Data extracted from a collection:
....

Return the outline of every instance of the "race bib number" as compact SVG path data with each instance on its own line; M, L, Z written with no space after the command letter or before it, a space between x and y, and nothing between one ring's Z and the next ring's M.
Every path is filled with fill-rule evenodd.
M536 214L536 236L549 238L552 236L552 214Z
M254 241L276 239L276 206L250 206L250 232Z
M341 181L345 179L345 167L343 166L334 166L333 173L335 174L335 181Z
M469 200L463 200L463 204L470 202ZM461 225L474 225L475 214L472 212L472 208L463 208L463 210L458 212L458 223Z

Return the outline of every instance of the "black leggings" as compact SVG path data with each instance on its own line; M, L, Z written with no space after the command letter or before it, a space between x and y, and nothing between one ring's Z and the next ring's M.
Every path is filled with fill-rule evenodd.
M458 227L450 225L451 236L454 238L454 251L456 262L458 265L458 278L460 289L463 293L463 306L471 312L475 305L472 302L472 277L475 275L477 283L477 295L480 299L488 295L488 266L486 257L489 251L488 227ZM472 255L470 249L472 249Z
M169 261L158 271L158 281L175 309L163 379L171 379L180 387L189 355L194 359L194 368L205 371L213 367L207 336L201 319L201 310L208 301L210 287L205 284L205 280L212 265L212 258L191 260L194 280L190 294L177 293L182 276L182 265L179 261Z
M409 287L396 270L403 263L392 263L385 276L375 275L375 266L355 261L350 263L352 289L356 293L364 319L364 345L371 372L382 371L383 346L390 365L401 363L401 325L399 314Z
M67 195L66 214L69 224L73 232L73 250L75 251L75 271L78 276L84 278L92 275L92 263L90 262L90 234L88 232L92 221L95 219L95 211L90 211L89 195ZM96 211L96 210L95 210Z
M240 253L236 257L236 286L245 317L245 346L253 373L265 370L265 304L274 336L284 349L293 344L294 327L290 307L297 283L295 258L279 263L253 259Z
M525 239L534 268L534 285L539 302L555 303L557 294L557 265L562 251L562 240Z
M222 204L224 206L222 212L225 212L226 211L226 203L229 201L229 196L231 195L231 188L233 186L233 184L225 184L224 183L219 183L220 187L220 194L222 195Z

....

Exercise directions:
Rewrite the records from the start through the line holding "M469 200L463 200L463", inclusive, with "evenodd" changed to "nonzero" and nothing else altered.

Exercise response:
Return the outline of every instance of the "race bib number" as compact SVG path data with each instance on its own line; M, L, Z written with no space after the command letter or before it, a space between x and y, and nothing between one ring's Z and the next ring's M.
Every path is filled with fill-rule nonzero.
M536 214L536 236L549 238L552 236L552 214Z
M254 241L276 239L276 206L250 206L250 232Z
M341 181L345 179L345 167L343 166L334 166L333 173L335 174L335 181Z
M469 200L463 200L463 204L470 202ZM461 225L474 225L475 214L472 212L472 208L463 208L463 210L458 212L458 223Z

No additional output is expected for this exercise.